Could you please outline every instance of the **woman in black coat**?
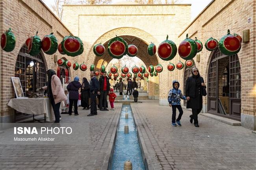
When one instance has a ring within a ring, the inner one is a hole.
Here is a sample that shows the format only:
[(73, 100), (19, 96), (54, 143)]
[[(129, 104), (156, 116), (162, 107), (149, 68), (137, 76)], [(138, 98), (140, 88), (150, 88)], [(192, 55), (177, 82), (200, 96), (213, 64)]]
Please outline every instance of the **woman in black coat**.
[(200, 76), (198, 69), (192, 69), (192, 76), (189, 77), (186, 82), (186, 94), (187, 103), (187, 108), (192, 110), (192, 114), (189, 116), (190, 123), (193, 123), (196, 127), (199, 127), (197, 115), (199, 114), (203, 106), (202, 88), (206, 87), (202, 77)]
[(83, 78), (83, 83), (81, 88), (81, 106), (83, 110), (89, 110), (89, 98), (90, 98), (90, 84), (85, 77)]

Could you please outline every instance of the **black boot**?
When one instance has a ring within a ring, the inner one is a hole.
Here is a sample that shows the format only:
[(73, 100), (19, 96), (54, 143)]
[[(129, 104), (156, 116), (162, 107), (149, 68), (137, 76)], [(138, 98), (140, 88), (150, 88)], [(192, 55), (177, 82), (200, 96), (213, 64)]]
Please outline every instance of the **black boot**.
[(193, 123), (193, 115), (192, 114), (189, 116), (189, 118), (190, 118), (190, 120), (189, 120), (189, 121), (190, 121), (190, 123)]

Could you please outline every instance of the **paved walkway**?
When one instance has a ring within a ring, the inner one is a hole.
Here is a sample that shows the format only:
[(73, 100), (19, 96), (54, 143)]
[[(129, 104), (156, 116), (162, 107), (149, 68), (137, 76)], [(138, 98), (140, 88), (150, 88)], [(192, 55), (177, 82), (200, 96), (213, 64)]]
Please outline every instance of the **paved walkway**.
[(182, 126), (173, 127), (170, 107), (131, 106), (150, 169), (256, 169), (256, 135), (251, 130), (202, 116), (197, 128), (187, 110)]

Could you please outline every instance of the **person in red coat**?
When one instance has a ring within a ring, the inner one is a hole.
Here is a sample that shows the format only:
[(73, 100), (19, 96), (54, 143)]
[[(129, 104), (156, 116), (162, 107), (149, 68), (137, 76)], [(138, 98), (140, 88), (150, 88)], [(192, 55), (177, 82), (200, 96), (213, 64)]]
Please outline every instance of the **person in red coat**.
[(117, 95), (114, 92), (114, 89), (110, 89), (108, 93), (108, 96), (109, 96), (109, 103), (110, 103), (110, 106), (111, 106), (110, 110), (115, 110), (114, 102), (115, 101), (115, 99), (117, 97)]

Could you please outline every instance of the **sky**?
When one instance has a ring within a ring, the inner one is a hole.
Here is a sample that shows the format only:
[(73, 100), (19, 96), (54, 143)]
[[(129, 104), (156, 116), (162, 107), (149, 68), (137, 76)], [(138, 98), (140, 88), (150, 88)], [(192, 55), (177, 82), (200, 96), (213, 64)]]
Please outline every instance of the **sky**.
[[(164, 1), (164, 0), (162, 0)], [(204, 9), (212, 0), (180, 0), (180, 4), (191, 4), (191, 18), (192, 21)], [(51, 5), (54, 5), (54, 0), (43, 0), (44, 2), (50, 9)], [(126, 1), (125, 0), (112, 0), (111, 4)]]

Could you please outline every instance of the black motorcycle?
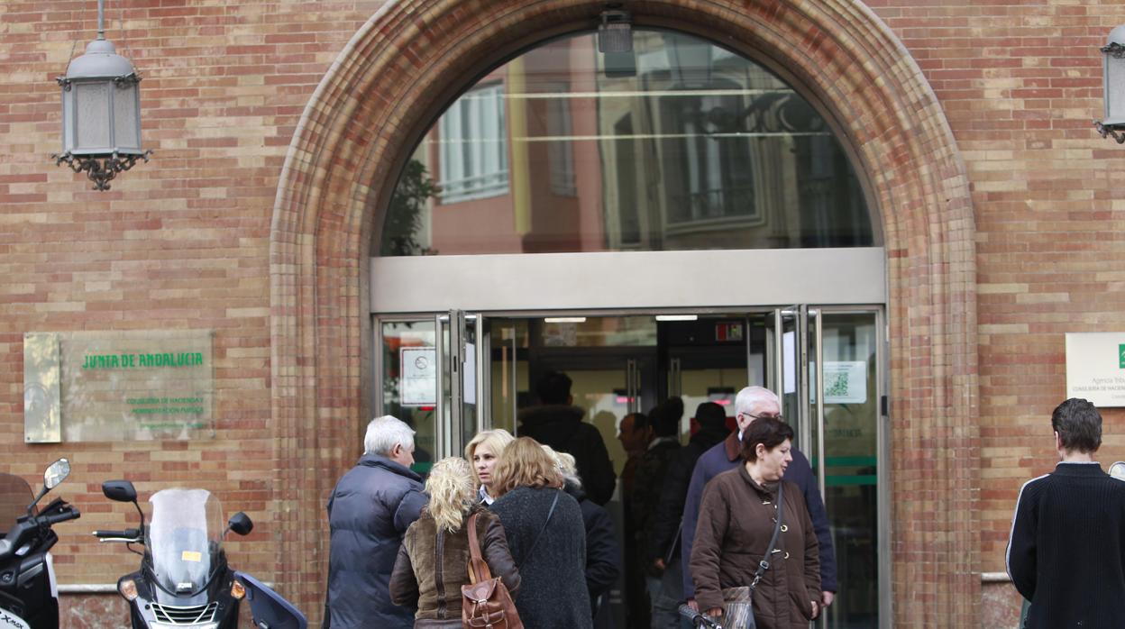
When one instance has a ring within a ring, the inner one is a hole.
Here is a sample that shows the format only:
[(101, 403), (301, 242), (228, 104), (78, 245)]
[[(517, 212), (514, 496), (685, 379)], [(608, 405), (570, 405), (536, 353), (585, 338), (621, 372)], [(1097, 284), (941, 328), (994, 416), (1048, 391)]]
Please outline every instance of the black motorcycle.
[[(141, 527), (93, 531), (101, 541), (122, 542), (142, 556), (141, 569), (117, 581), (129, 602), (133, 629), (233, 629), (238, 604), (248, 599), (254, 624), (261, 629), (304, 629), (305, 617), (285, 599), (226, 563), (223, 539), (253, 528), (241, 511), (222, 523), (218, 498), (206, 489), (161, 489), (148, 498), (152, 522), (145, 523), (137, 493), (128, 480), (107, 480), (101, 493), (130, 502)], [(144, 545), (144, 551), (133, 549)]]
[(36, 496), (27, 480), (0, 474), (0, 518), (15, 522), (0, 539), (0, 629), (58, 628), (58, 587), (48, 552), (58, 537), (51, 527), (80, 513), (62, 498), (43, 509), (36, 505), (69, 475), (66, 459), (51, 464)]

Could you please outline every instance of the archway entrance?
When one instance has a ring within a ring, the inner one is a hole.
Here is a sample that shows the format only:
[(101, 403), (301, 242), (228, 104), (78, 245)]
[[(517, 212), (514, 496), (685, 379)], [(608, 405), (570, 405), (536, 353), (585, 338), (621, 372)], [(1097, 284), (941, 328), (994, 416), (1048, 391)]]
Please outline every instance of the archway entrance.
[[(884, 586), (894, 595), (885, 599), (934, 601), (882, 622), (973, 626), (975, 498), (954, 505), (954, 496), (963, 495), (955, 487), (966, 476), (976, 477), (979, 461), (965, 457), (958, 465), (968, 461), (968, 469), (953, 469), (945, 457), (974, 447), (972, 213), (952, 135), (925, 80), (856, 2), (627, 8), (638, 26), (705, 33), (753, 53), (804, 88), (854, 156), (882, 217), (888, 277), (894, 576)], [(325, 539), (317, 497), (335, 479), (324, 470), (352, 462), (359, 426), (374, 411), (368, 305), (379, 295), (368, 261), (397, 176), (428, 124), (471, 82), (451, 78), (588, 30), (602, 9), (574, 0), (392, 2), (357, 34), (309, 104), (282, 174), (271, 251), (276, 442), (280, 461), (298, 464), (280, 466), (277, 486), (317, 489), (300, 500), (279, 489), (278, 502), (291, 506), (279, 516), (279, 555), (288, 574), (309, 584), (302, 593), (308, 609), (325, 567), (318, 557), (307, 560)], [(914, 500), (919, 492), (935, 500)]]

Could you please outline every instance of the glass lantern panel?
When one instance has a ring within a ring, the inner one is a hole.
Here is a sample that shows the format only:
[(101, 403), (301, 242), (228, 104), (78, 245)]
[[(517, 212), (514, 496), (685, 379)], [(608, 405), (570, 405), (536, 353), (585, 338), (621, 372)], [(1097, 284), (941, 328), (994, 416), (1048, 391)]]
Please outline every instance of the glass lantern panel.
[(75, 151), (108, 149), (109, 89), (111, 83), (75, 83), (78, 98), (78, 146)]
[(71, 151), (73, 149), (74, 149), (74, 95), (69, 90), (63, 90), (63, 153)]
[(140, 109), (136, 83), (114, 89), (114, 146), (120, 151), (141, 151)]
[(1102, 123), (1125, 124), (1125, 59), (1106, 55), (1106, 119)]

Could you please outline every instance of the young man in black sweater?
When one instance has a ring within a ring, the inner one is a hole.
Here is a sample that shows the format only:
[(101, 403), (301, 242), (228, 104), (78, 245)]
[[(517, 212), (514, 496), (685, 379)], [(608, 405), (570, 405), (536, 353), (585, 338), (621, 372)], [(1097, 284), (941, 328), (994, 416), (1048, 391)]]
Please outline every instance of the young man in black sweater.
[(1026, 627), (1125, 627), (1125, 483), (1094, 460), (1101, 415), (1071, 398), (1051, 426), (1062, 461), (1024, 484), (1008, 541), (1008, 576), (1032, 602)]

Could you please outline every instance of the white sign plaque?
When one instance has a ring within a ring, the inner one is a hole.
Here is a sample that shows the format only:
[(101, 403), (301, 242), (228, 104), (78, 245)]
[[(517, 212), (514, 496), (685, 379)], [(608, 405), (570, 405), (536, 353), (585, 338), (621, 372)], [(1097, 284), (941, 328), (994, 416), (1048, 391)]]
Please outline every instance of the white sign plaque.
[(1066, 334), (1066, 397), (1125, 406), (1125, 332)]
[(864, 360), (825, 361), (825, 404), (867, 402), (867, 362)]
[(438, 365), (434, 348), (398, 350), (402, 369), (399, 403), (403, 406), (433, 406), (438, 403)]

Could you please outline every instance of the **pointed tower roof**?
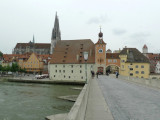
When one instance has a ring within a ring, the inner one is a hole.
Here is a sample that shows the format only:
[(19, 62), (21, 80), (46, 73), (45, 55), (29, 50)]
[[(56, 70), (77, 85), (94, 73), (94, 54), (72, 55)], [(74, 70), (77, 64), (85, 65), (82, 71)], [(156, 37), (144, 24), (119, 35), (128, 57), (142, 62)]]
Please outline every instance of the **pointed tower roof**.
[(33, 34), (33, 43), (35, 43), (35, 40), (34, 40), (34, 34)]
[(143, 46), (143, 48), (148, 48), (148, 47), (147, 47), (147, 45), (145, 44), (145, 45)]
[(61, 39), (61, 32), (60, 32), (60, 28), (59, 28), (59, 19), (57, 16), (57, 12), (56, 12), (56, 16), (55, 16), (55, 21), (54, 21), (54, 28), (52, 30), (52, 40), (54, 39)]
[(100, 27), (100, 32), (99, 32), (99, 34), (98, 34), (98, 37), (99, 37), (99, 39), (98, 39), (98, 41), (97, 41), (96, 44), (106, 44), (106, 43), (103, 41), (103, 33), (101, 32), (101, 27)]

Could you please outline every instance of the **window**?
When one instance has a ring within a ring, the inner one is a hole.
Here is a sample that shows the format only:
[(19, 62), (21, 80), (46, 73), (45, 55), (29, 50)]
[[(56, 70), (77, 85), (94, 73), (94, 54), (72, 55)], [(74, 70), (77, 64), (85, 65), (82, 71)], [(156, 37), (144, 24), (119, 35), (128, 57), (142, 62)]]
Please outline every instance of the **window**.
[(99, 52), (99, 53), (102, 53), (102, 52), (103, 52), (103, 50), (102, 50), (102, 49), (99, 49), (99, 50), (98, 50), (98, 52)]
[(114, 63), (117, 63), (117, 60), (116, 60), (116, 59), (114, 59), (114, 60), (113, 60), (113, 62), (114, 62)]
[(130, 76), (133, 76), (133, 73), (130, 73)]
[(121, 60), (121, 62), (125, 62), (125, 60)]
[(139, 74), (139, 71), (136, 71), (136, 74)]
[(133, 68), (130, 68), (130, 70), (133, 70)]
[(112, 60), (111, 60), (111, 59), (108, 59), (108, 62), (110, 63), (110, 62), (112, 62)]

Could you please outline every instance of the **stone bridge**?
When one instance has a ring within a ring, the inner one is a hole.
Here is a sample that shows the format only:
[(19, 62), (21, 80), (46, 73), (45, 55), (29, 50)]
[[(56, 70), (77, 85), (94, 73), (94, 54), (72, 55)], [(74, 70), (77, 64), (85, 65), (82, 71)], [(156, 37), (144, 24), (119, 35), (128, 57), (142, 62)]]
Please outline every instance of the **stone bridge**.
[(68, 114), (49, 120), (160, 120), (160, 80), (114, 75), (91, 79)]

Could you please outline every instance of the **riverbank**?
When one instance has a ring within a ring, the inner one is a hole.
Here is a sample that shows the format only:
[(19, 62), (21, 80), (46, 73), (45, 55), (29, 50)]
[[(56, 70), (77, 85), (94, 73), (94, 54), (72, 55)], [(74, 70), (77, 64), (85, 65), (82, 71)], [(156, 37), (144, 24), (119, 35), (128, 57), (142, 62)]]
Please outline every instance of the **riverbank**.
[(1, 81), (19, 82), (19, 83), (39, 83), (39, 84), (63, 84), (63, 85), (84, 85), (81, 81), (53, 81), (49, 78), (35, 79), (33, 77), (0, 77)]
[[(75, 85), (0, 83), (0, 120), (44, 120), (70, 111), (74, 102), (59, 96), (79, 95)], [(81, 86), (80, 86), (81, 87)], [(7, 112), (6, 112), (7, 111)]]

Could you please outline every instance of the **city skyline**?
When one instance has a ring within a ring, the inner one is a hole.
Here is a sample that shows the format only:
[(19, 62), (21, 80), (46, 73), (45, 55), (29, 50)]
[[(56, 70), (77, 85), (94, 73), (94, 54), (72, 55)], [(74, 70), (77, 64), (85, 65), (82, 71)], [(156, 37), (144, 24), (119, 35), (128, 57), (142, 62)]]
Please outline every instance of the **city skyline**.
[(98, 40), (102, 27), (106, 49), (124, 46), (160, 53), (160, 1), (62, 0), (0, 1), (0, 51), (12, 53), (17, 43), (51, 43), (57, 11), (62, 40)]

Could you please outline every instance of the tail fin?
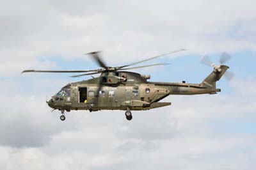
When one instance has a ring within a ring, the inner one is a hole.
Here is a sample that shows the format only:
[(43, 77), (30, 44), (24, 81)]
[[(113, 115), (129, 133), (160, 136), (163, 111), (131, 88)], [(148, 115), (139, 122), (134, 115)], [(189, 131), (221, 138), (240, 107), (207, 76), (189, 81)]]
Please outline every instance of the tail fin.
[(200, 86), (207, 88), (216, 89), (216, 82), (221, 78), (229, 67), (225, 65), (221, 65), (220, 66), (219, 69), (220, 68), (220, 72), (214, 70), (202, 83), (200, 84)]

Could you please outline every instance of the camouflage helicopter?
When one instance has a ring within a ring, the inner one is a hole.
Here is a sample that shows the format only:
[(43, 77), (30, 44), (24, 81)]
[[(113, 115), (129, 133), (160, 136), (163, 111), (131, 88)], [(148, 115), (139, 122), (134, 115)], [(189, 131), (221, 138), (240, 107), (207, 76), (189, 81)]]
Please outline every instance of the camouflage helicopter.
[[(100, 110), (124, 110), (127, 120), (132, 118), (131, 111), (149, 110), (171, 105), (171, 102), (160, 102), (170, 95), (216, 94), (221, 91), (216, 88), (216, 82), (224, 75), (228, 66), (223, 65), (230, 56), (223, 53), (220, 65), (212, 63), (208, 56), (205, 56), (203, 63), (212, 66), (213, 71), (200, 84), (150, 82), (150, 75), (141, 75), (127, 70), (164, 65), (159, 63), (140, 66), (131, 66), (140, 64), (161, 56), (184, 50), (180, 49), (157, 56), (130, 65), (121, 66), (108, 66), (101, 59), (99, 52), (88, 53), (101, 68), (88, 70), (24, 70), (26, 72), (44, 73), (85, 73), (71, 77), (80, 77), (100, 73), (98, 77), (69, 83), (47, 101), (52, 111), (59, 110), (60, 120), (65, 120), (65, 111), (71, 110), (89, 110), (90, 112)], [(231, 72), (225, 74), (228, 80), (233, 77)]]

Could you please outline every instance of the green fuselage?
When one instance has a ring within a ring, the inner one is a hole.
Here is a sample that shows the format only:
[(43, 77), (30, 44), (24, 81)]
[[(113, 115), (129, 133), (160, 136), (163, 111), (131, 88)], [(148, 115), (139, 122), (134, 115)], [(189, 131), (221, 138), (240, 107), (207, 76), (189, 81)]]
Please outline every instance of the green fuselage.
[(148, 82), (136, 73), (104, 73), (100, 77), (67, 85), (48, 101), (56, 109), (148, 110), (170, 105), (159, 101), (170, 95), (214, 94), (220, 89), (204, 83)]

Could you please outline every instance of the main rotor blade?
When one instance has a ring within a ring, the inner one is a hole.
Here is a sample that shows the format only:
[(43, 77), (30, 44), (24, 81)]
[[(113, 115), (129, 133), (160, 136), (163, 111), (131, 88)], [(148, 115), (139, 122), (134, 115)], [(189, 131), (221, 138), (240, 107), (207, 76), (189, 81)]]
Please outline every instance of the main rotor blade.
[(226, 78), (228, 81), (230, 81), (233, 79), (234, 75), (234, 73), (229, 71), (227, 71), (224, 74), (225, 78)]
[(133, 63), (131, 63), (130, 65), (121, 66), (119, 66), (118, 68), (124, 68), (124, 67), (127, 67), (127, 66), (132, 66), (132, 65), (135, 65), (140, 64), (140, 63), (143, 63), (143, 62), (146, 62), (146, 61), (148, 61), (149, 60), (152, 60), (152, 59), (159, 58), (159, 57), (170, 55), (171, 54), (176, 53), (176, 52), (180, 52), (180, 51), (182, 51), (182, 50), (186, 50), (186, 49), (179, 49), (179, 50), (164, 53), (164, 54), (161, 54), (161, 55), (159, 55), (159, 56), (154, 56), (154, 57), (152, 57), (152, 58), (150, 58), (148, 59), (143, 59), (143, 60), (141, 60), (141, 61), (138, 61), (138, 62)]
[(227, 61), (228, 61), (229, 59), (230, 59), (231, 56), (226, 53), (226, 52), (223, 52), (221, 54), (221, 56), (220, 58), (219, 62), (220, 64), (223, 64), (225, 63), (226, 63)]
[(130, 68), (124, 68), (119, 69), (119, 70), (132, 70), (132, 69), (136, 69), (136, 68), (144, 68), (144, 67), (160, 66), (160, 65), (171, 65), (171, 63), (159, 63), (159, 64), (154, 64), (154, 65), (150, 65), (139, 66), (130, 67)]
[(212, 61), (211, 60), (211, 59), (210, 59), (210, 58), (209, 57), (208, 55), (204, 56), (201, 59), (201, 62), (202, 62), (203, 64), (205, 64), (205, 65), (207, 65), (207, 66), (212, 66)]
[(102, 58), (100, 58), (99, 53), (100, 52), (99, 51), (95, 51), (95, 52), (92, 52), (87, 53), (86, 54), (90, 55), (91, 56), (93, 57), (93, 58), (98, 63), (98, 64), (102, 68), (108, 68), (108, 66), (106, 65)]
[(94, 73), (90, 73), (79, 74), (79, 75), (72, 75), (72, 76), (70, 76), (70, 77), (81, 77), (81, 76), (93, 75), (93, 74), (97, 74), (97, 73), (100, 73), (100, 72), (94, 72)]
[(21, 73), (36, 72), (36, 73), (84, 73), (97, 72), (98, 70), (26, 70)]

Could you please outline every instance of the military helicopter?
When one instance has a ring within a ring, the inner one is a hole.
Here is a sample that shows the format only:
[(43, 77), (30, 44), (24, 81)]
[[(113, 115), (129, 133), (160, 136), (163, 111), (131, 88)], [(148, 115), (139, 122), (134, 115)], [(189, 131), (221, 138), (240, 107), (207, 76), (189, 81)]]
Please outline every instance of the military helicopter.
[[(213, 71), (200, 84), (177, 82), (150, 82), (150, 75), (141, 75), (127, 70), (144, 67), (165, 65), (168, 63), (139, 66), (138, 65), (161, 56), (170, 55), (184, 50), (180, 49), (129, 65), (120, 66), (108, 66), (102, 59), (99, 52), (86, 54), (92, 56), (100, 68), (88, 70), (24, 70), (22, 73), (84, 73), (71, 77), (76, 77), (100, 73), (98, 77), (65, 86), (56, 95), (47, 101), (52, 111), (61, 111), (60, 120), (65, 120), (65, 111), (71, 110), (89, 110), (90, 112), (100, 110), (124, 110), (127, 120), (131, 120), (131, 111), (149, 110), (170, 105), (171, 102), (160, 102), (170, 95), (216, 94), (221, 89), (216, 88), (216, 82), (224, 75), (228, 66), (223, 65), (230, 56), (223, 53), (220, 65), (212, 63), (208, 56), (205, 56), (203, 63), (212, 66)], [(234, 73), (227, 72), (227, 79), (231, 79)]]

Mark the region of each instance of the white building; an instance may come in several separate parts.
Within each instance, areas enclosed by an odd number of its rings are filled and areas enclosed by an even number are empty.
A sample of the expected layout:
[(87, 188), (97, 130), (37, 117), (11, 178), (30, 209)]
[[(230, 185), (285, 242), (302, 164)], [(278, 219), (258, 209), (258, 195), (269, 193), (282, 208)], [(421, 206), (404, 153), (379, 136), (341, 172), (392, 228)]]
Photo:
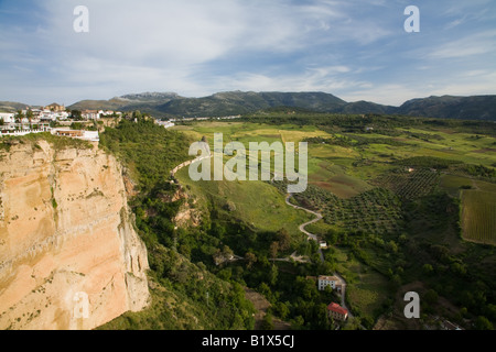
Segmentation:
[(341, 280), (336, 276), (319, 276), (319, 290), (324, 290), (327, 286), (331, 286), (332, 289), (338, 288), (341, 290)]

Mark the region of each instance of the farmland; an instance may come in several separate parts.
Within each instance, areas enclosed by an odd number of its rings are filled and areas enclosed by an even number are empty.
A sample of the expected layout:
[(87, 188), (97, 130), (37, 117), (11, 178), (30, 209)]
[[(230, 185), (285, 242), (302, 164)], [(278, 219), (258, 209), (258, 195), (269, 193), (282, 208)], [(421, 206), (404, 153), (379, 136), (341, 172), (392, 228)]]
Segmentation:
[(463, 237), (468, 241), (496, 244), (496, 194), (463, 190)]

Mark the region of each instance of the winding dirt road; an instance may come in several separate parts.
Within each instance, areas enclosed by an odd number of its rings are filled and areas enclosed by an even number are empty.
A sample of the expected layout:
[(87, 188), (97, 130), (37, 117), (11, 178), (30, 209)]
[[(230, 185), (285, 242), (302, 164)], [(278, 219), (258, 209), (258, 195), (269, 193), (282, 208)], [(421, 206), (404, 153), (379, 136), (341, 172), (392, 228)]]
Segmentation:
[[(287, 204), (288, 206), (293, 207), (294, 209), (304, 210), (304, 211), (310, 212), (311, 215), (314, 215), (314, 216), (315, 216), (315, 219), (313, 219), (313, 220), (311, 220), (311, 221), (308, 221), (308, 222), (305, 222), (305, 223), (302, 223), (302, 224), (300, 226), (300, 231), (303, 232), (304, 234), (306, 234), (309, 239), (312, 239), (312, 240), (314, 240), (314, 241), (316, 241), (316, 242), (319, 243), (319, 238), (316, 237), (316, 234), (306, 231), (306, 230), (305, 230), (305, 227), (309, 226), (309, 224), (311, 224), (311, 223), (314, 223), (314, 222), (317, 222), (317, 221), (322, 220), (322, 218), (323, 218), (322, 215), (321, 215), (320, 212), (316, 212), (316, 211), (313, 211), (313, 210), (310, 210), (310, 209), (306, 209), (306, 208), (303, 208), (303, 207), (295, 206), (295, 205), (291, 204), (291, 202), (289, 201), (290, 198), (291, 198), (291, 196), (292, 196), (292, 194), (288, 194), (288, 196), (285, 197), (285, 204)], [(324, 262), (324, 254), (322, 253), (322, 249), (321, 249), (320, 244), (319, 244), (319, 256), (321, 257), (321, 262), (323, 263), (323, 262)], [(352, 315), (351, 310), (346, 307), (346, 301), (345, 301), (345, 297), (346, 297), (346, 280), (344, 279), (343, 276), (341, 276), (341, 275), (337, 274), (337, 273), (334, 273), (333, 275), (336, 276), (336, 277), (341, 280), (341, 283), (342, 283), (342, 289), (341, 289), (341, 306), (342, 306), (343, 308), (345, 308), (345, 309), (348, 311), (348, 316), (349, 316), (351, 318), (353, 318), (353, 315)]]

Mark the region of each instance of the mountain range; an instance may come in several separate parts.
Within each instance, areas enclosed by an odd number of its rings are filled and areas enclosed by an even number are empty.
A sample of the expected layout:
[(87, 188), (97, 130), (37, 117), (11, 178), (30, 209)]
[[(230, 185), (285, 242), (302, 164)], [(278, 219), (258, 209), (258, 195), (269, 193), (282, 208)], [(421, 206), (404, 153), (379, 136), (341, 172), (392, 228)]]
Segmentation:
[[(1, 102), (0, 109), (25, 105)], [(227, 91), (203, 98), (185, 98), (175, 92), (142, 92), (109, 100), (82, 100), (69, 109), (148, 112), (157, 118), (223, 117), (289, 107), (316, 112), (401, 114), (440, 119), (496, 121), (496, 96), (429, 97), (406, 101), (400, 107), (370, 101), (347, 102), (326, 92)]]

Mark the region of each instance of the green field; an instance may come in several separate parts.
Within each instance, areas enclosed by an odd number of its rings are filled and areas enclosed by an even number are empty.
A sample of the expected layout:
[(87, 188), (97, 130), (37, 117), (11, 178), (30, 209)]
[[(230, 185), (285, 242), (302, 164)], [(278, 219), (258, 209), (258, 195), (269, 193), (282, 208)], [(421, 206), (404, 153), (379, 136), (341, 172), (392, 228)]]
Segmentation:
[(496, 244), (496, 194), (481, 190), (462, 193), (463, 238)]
────────────────
* **STATED TASK**: Count the lines of the records that contain the word "pointed", with case counting, and give only that number.

* **TASK OUTPUT**: 2